DIRECTIONS FOR THIS TASK » Convert the lines below into a JSON list of strings, one string per line, omitting blank lines.

WORKING DATA »
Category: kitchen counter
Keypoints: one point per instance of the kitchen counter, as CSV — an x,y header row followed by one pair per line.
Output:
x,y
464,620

ANSWER BELOW »
[
  "Category: kitchen counter",
  "Keypoints: one point per instance of the kitchen counter, as CSV — an x,y header row followed by one pair per line.",
  "Output:",
  "x,y",
  "464,620"
]